:: GIVEN INSTRUCTION ::
Copy the items below word for word, from the line containing "A colleague needs bounding boxes for every main" through the line containing "[0,505,1280,834]", with both of those lines included.

:: SUPPLIED DATA ::
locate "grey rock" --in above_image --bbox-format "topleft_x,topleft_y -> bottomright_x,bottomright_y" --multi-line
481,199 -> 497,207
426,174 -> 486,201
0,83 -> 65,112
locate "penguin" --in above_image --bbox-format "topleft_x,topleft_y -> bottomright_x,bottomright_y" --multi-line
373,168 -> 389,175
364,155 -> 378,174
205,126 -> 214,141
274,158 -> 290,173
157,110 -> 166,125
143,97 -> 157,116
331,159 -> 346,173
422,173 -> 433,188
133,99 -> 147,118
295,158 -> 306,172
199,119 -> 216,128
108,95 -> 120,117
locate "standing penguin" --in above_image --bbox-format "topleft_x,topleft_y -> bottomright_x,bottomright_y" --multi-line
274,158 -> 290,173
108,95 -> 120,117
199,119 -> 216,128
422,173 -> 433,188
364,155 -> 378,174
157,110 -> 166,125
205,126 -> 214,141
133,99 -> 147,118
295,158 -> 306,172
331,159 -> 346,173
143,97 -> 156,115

---

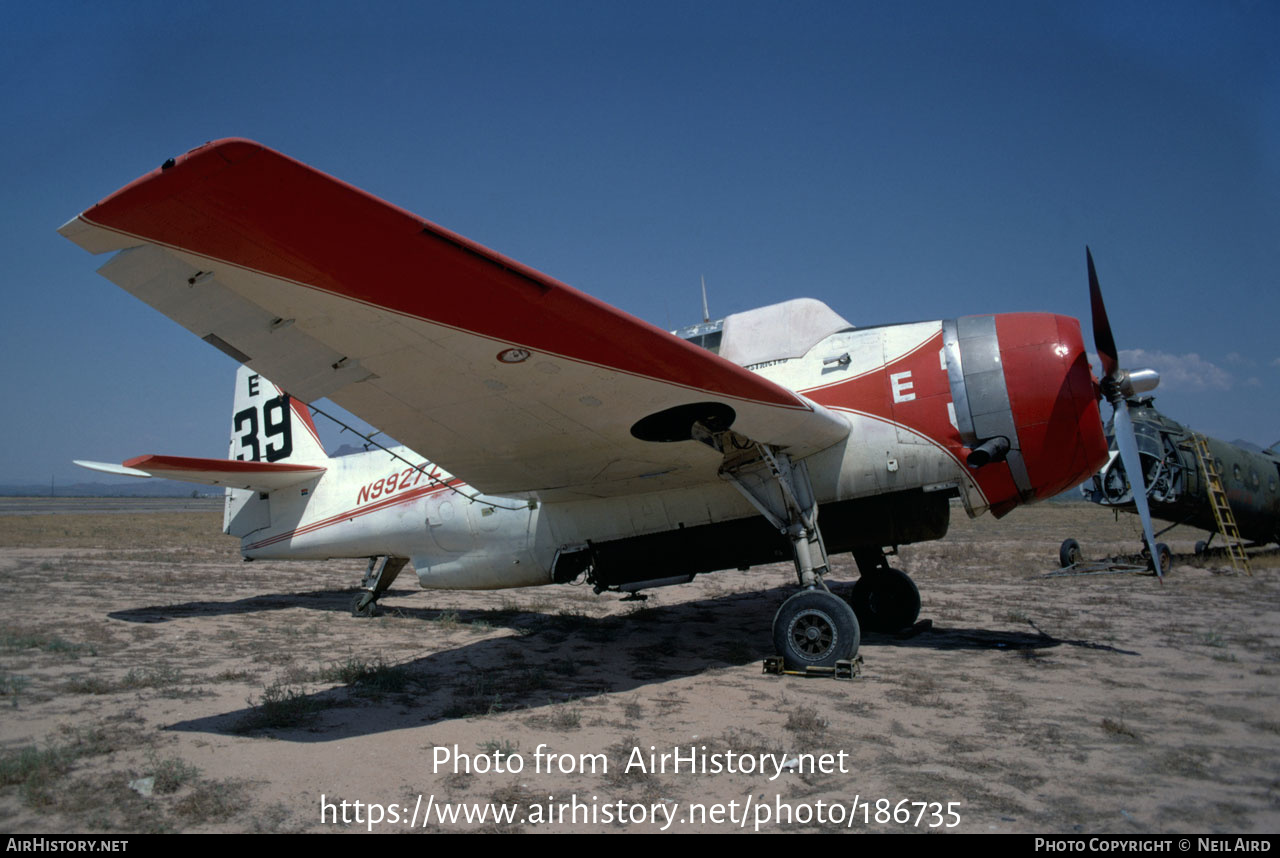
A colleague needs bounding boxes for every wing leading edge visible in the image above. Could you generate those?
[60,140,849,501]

* * *

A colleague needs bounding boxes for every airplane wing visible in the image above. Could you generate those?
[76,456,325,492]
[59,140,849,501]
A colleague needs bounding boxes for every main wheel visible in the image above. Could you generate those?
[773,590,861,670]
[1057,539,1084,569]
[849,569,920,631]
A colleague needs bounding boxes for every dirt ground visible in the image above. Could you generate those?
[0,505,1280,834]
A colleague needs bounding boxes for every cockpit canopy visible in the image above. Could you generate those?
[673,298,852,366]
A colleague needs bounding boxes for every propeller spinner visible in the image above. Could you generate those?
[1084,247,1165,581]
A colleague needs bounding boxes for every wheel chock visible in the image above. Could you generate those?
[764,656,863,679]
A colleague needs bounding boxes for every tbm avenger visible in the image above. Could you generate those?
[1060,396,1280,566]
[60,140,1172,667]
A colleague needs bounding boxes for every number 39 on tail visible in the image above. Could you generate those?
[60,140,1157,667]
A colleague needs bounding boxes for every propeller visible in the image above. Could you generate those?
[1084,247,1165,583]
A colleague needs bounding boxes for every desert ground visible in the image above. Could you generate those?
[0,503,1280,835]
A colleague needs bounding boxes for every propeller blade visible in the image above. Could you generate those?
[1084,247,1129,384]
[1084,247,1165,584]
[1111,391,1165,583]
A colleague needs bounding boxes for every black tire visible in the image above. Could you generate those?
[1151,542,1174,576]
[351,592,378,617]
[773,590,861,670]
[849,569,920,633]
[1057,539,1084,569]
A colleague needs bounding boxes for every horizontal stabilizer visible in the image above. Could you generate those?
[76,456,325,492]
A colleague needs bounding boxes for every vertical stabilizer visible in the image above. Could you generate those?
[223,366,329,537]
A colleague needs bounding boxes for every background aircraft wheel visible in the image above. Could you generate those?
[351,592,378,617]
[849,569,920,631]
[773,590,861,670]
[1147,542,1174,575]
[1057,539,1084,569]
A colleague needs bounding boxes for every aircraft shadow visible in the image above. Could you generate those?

:: EXERCISE ANSWER ::
A colleague needs bounding boxes for every main wheel visible in the image above. Could you generate those?
[773,590,861,670]
[1057,539,1084,569]
[849,569,920,631]
A colleague needs bounding boxes for every dirt ground visible in the image above. Could you generate those?
[0,505,1280,834]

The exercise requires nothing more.